### REQUIRED WORK
Please rewrite the lines from the one containing "Give the outline of every instance of the grass" through the one containing "[[[256,100],[210,104],[188,104],[186,110],[256,110]]]", changing "lawn" to "turf" and leaving everything else as it is.

### EXCERPTED DATA
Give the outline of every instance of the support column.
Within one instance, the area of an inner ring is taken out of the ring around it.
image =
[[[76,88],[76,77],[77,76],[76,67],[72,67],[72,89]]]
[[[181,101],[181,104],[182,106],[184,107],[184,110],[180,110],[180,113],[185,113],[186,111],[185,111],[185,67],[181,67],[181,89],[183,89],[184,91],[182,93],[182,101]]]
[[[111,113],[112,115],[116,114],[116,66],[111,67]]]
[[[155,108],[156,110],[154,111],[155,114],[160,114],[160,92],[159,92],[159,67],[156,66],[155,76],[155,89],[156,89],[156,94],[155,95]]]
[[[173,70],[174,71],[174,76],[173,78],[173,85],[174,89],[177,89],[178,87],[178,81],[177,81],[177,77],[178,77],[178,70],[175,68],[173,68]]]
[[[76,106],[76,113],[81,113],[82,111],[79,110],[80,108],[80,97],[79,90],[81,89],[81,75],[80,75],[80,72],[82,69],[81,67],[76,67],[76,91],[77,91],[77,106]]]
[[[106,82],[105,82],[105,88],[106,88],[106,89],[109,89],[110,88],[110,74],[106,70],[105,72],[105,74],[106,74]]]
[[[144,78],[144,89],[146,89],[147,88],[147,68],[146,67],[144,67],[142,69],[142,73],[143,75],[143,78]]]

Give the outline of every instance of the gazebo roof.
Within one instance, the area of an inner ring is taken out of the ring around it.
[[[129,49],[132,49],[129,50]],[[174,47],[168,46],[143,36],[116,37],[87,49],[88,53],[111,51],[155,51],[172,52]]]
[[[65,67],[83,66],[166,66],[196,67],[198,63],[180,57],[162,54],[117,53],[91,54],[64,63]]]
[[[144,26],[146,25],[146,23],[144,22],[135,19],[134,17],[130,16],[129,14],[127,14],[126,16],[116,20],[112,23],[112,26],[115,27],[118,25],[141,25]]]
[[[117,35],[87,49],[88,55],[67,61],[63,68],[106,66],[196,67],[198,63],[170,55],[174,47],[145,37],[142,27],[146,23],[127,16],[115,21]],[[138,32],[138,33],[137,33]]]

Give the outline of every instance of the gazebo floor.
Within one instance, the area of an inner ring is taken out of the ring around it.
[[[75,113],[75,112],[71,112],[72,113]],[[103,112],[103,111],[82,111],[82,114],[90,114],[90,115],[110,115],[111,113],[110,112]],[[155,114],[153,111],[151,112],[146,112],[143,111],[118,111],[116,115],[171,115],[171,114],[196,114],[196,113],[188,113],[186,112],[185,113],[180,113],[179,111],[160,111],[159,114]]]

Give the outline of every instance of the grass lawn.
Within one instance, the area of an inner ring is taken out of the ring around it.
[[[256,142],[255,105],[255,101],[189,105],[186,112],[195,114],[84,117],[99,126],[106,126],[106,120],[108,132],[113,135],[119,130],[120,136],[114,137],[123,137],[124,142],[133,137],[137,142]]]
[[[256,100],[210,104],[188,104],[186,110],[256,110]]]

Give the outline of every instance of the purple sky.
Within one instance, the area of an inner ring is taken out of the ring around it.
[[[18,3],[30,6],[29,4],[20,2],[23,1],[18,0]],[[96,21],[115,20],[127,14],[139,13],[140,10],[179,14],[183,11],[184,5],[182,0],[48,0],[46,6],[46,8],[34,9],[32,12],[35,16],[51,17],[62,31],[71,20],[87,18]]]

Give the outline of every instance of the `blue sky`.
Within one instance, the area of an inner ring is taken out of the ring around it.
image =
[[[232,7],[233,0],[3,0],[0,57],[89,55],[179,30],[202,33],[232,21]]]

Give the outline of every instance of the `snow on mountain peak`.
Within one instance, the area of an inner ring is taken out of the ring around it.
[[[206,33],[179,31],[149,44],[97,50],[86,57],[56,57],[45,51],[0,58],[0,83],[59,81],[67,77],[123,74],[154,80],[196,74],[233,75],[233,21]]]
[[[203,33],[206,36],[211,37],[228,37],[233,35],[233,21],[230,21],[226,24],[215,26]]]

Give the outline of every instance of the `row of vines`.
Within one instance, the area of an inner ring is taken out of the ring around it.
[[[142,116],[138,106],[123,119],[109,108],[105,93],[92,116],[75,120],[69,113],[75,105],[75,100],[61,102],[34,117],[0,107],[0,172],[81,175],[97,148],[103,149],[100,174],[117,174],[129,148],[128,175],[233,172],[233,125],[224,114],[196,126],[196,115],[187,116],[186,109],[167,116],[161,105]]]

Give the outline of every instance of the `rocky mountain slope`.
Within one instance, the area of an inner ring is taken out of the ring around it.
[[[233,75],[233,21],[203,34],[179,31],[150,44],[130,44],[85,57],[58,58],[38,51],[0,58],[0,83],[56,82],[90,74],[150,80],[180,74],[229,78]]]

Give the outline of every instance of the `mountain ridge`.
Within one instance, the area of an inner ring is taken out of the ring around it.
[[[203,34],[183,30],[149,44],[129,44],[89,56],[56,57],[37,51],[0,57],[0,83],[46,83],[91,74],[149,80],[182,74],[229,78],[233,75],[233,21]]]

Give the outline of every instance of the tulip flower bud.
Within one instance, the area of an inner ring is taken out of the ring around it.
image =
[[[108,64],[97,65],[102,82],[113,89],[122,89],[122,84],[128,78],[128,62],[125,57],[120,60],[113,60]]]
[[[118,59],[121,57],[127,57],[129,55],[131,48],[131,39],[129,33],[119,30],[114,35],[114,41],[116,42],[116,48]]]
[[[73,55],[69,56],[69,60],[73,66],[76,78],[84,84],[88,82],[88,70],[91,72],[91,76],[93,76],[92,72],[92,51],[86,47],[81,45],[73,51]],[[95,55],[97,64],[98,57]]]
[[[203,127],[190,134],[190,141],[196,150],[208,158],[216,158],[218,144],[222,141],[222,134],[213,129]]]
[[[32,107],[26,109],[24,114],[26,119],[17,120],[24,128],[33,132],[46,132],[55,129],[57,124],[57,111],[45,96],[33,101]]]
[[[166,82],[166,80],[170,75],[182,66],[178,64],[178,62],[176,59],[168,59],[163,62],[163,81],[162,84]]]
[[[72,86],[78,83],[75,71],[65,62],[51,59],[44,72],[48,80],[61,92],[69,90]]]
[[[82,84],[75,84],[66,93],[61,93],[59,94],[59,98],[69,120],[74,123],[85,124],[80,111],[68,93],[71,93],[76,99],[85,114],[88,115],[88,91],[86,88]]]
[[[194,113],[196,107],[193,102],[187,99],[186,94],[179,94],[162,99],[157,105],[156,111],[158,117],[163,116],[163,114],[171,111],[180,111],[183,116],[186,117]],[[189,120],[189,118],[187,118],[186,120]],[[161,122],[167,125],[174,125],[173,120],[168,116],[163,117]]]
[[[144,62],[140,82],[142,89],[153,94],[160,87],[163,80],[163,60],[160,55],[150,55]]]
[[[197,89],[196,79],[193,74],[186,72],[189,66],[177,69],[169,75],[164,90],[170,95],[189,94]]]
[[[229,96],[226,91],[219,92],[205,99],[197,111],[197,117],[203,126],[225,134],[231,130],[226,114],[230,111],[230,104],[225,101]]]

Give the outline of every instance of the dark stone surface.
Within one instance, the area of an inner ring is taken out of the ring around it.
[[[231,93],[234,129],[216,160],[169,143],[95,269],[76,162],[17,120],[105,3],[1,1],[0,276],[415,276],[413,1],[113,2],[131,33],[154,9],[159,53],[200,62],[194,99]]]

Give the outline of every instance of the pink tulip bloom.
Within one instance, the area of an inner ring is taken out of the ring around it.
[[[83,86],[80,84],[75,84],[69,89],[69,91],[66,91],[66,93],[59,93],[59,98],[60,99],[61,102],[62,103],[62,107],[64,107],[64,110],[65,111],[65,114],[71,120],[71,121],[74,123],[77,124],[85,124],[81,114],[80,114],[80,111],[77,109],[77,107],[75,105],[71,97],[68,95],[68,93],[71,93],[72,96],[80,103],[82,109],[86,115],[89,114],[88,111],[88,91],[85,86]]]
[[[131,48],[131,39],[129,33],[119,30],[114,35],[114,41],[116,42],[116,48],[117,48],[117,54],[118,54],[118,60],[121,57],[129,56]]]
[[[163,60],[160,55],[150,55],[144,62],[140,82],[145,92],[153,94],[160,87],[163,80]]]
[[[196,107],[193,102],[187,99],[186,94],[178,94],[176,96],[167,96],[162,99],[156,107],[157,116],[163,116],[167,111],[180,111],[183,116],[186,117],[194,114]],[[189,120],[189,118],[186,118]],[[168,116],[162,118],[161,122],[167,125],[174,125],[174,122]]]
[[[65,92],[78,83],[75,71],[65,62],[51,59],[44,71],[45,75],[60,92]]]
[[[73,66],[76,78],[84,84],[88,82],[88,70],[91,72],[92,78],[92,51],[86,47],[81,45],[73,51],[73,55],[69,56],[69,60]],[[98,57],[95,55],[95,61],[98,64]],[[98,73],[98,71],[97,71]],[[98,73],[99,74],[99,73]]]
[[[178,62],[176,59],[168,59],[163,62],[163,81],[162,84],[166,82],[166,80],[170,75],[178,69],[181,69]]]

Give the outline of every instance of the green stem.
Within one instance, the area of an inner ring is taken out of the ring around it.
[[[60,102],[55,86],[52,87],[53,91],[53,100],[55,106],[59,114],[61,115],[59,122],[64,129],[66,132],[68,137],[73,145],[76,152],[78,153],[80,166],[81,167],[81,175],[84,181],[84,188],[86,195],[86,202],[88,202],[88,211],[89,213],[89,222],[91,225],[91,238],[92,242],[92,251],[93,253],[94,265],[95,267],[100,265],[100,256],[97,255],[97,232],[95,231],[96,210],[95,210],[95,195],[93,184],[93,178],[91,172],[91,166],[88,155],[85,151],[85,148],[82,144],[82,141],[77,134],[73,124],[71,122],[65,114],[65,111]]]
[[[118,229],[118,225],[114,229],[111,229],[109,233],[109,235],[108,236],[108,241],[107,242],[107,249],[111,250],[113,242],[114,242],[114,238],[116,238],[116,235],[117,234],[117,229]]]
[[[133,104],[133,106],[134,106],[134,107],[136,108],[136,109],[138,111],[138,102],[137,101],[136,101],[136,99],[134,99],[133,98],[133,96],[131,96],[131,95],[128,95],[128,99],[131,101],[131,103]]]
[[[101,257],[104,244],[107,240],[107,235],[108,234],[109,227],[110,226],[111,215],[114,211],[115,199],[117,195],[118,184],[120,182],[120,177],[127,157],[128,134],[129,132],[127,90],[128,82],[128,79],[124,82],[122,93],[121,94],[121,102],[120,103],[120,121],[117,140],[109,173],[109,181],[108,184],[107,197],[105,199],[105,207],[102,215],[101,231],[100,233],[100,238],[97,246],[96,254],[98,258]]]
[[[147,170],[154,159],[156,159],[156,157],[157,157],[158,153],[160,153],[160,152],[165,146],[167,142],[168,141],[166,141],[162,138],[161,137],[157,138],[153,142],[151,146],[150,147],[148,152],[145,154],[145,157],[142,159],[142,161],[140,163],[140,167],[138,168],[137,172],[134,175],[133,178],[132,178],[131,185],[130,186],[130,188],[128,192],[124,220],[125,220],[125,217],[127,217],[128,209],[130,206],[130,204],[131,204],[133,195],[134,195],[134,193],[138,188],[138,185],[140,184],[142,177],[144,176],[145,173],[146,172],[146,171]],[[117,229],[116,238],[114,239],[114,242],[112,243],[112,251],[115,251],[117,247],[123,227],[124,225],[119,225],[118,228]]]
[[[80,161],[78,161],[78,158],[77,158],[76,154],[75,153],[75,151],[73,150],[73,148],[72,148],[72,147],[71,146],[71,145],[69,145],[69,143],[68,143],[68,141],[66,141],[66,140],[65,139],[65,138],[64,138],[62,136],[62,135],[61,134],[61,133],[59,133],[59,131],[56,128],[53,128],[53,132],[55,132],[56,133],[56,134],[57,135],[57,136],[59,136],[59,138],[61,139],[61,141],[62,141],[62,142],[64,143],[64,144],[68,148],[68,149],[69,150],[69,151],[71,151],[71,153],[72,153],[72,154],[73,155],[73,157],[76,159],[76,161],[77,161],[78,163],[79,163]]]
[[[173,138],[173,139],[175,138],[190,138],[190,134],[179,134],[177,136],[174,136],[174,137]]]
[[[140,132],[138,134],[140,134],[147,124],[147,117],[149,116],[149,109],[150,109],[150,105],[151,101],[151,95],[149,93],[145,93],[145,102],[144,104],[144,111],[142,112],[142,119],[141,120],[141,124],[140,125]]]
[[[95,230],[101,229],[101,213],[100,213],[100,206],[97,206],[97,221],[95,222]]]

### TASK RESPONSE
Give the outline of every instance of the grass turf.
Within one instance, the area of an inner ring is taken out of the ring around it.
[[[256,142],[255,105],[255,101],[189,105],[186,112],[195,114],[84,117],[99,126],[106,126],[106,120],[108,132],[113,135],[119,130],[120,136],[114,137],[123,137],[124,142],[133,137],[137,142]]]
[[[256,100],[210,104],[188,104],[186,110],[256,110]]]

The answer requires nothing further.